▸ **GIVEN INSTRUCTION**
Could you copy out every item below word for word, leaving out the pictures?

Examples of point labeling
--------------------
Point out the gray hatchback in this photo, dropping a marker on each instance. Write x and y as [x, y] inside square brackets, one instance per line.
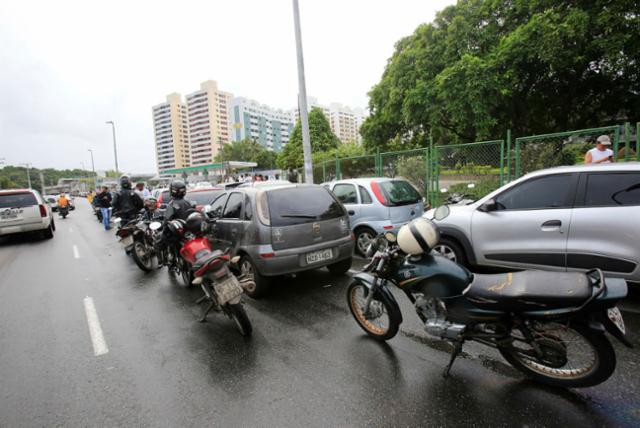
[282, 230]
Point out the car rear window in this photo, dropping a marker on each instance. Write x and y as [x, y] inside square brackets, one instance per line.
[18, 200]
[203, 197]
[399, 192]
[300, 205]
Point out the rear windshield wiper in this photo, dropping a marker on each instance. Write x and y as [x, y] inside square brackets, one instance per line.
[298, 216]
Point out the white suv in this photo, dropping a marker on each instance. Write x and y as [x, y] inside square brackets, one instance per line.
[565, 218]
[24, 210]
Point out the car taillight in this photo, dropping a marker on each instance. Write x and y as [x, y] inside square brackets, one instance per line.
[378, 192]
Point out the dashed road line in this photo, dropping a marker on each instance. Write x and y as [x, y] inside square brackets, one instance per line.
[97, 338]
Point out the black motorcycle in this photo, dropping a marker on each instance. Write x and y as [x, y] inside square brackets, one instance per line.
[549, 325]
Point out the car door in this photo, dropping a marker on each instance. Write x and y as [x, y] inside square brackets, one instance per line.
[604, 228]
[235, 224]
[530, 226]
[348, 196]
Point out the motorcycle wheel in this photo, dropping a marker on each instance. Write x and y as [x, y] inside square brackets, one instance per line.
[142, 256]
[241, 319]
[574, 356]
[384, 321]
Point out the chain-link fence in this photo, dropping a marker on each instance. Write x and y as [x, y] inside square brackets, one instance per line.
[473, 169]
[558, 149]
[412, 165]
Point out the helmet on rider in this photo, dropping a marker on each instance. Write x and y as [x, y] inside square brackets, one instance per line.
[125, 182]
[150, 203]
[196, 223]
[177, 189]
[418, 236]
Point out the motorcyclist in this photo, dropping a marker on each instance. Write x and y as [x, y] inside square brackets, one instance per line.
[126, 203]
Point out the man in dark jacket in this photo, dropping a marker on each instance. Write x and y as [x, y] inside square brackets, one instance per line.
[102, 201]
[126, 202]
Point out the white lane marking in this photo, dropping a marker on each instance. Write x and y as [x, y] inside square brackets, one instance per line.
[97, 338]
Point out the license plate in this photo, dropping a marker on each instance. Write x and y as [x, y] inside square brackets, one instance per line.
[227, 289]
[616, 317]
[127, 241]
[319, 256]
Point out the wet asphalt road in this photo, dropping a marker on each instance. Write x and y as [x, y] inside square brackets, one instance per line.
[308, 363]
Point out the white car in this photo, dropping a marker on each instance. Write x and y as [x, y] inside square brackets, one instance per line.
[24, 210]
[564, 219]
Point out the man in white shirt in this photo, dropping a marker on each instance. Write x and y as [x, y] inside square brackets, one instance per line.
[600, 153]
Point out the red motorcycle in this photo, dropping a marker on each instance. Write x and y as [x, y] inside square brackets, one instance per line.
[210, 269]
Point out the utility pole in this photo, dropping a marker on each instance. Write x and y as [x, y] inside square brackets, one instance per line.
[115, 150]
[93, 168]
[302, 98]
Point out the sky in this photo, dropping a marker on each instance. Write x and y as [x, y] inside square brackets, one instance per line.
[67, 66]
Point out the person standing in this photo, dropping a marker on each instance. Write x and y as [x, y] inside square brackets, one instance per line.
[103, 203]
[601, 153]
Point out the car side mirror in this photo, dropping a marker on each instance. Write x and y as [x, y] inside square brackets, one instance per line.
[490, 205]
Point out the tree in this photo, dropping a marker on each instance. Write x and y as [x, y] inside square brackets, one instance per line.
[484, 66]
[322, 140]
[247, 151]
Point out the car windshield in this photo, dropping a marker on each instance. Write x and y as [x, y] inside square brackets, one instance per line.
[399, 192]
[203, 197]
[300, 205]
[18, 200]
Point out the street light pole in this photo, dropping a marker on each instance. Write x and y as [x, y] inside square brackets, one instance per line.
[302, 98]
[115, 150]
[93, 168]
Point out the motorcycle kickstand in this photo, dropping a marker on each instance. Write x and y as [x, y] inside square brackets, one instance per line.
[456, 351]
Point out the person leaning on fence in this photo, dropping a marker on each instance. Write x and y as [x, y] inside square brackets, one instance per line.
[600, 153]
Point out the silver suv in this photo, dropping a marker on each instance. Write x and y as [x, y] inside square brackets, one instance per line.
[281, 230]
[565, 218]
[377, 205]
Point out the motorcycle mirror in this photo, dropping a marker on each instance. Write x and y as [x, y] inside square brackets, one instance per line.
[442, 212]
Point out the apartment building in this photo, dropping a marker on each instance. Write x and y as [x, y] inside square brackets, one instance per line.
[208, 122]
[268, 126]
[171, 134]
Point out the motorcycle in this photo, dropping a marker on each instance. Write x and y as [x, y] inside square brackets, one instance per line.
[209, 269]
[63, 211]
[551, 326]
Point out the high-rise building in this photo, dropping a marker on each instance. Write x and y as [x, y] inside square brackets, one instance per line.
[268, 126]
[208, 120]
[171, 134]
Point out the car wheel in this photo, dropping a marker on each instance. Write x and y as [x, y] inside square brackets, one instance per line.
[261, 284]
[450, 249]
[364, 236]
[340, 267]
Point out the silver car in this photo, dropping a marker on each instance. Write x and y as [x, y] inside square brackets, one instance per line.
[377, 205]
[281, 230]
[565, 218]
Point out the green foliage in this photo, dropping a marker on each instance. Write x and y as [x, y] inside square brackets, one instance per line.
[247, 151]
[484, 66]
[323, 140]
[12, 177]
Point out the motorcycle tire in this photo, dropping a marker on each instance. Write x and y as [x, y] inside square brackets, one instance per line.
[356, 293]
[138, 253]
[603, 368]
[241, 319]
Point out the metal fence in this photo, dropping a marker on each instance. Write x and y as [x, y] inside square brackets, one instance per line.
[486, 164]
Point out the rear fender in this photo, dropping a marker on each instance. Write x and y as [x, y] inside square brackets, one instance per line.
[383, 294]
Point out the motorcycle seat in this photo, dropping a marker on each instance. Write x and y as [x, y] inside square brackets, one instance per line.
[529, 290]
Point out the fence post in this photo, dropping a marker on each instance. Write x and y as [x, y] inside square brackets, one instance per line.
[501, 163]
[616, 142]
[627, 140]
[508, 154]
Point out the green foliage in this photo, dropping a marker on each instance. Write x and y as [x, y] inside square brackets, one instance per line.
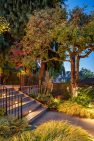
--------------------
▸ **EXERCISE OUTPUT**
Point out the gray hatchback in this photo, dropping a marker on each instance. Write x and y as [x, y] inside square brackets, one instance per line.
[282, 230]
Point out the car rear window in this photo, dropping a marker on each instance. Write x and y as [x, y] inside square brackets, one instance per line.
[18, 200]
[203, 197]
[399, 192]
[300, 205]
Point out the rear windshield wiper in this photo, dropping a marker on each instance. Write x and y as [x, y] inside square brackets, one instance per line.
[298, 216]
Point out the white suv in this photo, dropping a marker on each instance. Write x and y as [x, y] inside square brackets, one instance per line.
[565, 218]
[24, 210]
Point out the car taillight in this photo, dropping a marker on each instance. Write x and y as [x, y] inside square brackets, one instance per line.
[378, 192]
Point out the dashed road line in this photo, dropping a marker on each instance. Write x and y as [x, y] inside square brackets, one instance per line.
[97, 338]
Point out the black motorcycle in this photo, dropping a marker on each instance. Write x and y as [x, y] inside square brackets, one instance per line.
[549, 325]
Point out the car door in this photo, dropping a marker on each instance. Write x and y as [x, y] inside square brackets, one instance per line.
[604, 228]
[235, 224]
[530, 226]
[348, 196]
Point out the motorcycle wheel in this photo, dropping a marker on each instance. Write x and y as [x, y] inside square brackets, one instance per line.
[142, 256]
[241, 319]
[574, 356]
[384, 321]
Point out the chain-link fence in this photo, dropping a marker on each instance. Write x and y as [x, y] inside square brackets, one instance per line.
[473, 169]
[558, 149]
[412, 165]
Point out the helmet on rider in this photo, dropping a marker on each instance. Write x and y as [x, y] inside square brackets, one instance per line.
[125, 182]
[150, 203]
[196, 223]
[177, 189]
[418, 236]
Point out the motorcyclist in this photo, dropping a marker on each instance. Write x and y as [x, y] inside square brackets, one instance per line.
[126, 203]
Point out the man in dark jacket in this photo, dropping a marker on each instance. Write x and y as [x, y] inside square brackets, one instance per line.
[102, 201]
[126, 202]
Point out the white lane marking in this photo, dropping a marker on each instance. Write x and y as [x, y] inside square brackets, one instance per line.
[97, 338]
Point out the license plate in this photo, dropping a marker on each instance. Write x and y as [x, y] inside square brackets, one instance per line.
[227, 289]
[616, 317]
[127, 241]
[319, 256]
Point out the wet asphalt road in this photo, dropping a marker on each instance. Write x and y as [x, y] inside square brackets, one instance per line.
[308, 363]
Point out the white car in this photo, dropping a marker on each instance. Write x and y as [x, y] inside square brackets, one instance per line.
[24, 210]
[564, 219]
Point out the man in white shirt in this photo, dropping a marker on each instance. Write x and y as [x, y] inside square brackets, one instance per line.
[600, 153]
Point out the red motorcycle in this photo, dropping a marker on each instance. Write x and y as [x, y] inside square brackets, one instance per line.
[210, 269]
Point out the utility pole in this photo, dropping a marker on each instance. Write x and y as [x, y] inside square brackets, one instance per line.
[115, 150]
[93, 168]
[302, 98]
Point out the sky in this photo, dropping a marker on each instance. Write x and y as [x, y] inside square brackets, one instance per line.
[67, 66]
Point out the person standing in this photo, dropping a marker on each instance. Write x and y as [x, y] inside square brackets, one instance per line.
[103, 203]
[601, 153]
Point out the car side mirror in this photo, dropping a marker on each instance. Write x and y as [x, y] inside square brackets, one instance per line.
[490, 205]
Point out the tree in this photo, dropping a marker on each instance. Write x and y as [x, y] inside square brackets, one instance per line.
[484, 66]
[322, 140]
[247, 151]
Point out the car windshield in this photo, dropping a marker on each instance. Write x and y as [x, y] inside square brackets, one instance per line.
[399, 192]
[203, 197]
[300, 205]
[18, 200]
Point out the street light pole in this photo, dropping a marker on each instance. Write x and y as [x, y] inside square brackets, one instance per line.
[302, 98]
[115, 150]
[93, 168]
Point out the motorcycle kickstand in this photo, dropping a marker on each instance. Write x and y as [x, y] inside square brackets, one instance per line.
[456, 351]
Point out the person leaning on fence in this photo, dropping a marker on each instance. Write x and y as [x, y] inside square brackets, one instance per line.
[600, 153]
Point out the silver suv in this photo, dropping a marker on each instance. Write x and y as [x, y] inside square brackets, one instance per line.
[281, 230]
[565, 218]
[377, 205]
Point out the motorcycle mirror in this photo, dropping a marker on each instance. Write x and y as [x, y] inside square brackets, one instance per line.
[442, 212]
Point out the apartment building in this photo, dropping a marker on each instance. Write x and y as [x, y] inside square brackets, one instance per line.
[208, 122]
[268, 126]
[171, 134]
Point out the motorcycle in this photo, dropping a marker on each instance. Write x and y as [x, y] inside square brackets, one instance per line.
[209, 269]
[63, 211]
[551, 326]
Point out the high-rise building in this photo, dropping a marker on each instance. Write x and y as [x, y] inside square brackets, one instance per line.
[268, 126]
[208, 120]
[171, 134]
Point out the car wheel in this photo, dropping a marker on each instance. Write x and y as [x, y] inside square brackets, one instance per line.
[261, 284]
[450, 249]
[364, 236]
[340, 267]
Point out the silver car in this photo, dropping a marker on each instance. Write x and y as [x, y] inside square brackets, one instance per line.
[377, 205]
[281, 230]
[565, 218]
Point out the green foliage in this photo, dropping a marker on each instance. Write x and y as [x, y] inside square brackets, one instance per line.
[247, 151]
[484, 66]
[323, 140]
[12, 177]
Point out the motorcycle tire in this photo, dropping a marker on each instance. Write x and y as [x, y] inside square brackets, one instance per line.
[356, 293]
[138, 253]
[603, 368]
[241, 319]
Point out the metal fence in this photo, dropping a marker on each instance. Write x and y as [x, y] inside square brackets, one instance per line.
[486, 164]
Point out the rear fender in this photo, dropping a marker on each instance. Write x and y as [x, y] inside square brackets, one instance per line.
[383, 294]
Point out the motorcycle seat in this photo, dropping a marker on each instance. Write x and y as [x, y] inside square brackets, one instance per line.
[529, 290]
Point out the fence post in this photo, dropping a marker on each instance. Write x and y as [x, y] inside square brackets, one instance per line.
[501, 163]
[616, 142]
[627, 140]
[508, 154]
Point out the green foliage in this photo, dropping a marker on each instance. Write x and y as [x, y] inside square brackets, one instance per line.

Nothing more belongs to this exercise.